[Region annotation entries]
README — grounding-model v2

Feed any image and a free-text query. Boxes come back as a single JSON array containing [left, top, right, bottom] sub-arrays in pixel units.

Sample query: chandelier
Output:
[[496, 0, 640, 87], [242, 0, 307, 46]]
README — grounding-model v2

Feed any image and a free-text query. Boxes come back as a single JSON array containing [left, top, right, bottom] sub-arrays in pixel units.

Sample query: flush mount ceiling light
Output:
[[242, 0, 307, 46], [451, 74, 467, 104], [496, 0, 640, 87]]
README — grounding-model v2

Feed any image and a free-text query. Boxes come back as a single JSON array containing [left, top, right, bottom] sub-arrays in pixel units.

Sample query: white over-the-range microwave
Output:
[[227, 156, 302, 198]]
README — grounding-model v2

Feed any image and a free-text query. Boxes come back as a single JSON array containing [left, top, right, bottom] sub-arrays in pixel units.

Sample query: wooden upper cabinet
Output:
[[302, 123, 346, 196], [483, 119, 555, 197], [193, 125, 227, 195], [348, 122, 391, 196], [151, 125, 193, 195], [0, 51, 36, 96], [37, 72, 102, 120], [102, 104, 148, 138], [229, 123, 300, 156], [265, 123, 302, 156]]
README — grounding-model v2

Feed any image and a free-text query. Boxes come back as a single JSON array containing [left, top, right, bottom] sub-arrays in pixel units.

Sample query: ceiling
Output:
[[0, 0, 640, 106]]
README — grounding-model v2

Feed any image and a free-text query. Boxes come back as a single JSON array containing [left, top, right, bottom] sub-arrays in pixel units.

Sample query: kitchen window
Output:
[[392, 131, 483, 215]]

> Problem description: Please extract every line from the rows above and reproduce each one verbatim.

> Solution below:
README — grounding-model v2

Feed any image and a free-text query. Boxes come back as a single JSON array containing [left, top, right, bottom] sub-arrays in pixel units.

Sample query: chandelier
Output:
[[496, 0, 640, 87], [242, 0, 307, 46]]
README — grounding-model v2

Feed any image and a free-text query. Boxes come back as a single JSON array containing [left, top, right, bottom] sub-arrays in pixel units.

Sample query: flush mount ceiling light
Output:
[[242, 0, 307, 46], [451, 74, 467, 104], [496, 0, 640, 87]]
README — grounding-model v2

Feed any image and a free-text query. Boxes come back as a single JSON array containing [left, top, right, bottom] sub-arrays in pixel units.

Sample query: white over-the-range microwave
Output:
[[227, 156, 302, 198]]
README — grounding-model v2

Feed any image and a free-text query. Boxes come back as a single JSON array containing [left, top, right, bottom] sub-arrays in pixel units.

Sample query: wooden upper cabinet
Output:
[[302, 123, 346, 196], [483, 119, 555, 197], [193, 125, 227, 195], [348, 122, 391, 196], [151, 125, 193, 195], [0, 51, 36, 96], [37, 72, 102, 120], [102, 104, 148, 138], [229, 123, 300, 156], [265, 123, 302, 156]]
README — grounding-model v2

Feed any image and a free-text query. Boxes come back as a single JSON array containing [left, top, right, bottom] sub-arrays in pixel units.

Sample query: ceiling
Output:
[[0, 0, 640, 106]]
README — grounding-model v2

Feed any image and a free-text query. Boxes come back as a single JSON array containing [left, top, right, bottom] sub-arrays in pixel units.

Sample query: kitchen window
Output:
[[392, 131, 483, 215]]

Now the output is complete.